* _Фрагмент документа_

********************

Петишев А.А.,
ФГБОУ ВПО «Башкирский
государственный университет»
(Бирский филиал), г. Бирск,
республика Башкортостан
Мотив религиозного праведничества в романе Л.М.
Леонова
«Пирамида»
В романе «Пирамида» наряду с ведущей
проблемой противостояния Добра и зла разработаны важные для прозаика темы –
человек и религия, христианство и заповеди Христа, Библия и Священое Писание,
православие и праведничество.

********************

* _Поставленная задача a_
Найдите в записях все строки, в которых встречается слово «roof», и перепишите их.

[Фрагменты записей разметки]
********************

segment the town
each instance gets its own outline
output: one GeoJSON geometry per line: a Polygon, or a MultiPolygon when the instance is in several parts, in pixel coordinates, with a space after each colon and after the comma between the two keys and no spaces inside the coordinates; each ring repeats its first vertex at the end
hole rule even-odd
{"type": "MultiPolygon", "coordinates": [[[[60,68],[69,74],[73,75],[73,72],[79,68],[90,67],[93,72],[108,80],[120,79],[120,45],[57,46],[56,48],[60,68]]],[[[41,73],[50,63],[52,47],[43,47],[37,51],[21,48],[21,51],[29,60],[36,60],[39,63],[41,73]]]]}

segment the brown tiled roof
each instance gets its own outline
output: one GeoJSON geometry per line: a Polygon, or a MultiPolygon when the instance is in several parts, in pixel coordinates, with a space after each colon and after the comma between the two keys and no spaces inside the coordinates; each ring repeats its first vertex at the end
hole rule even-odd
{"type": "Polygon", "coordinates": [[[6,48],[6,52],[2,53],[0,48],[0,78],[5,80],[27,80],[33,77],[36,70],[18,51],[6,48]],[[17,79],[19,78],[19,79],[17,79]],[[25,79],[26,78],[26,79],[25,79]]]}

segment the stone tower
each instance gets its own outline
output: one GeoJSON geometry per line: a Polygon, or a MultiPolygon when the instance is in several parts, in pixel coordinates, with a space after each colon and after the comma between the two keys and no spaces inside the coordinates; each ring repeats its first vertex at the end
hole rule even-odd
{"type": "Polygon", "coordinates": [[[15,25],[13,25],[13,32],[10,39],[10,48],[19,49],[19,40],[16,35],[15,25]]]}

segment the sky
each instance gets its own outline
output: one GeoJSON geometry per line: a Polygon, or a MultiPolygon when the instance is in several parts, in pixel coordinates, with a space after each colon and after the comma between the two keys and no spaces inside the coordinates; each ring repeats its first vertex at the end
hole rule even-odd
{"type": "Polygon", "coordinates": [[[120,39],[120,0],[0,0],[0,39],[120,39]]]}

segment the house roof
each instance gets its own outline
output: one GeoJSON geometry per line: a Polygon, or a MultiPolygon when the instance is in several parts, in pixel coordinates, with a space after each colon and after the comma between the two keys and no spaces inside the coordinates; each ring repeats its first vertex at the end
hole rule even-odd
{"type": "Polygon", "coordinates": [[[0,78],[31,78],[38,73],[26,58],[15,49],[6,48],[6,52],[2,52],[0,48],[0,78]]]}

********************

* _Поставленная задача b_
Ответьте по фрагменту документа о романе «Пирамида»:
(i) В каком городе расположен филиал университета, указанный в начале?
(ii) Какая проблема названа в романе ведущей?
(iii) Кто автор романа «Пирамида»?

* _Результат выполнения a_
segment the brown tiled roof
segment the house roof

* _Результат выполнения b_
(i) В городе Бирске.
(ii) Проблема противостояния Добра и зла.
(iii) Л.М. Леонов.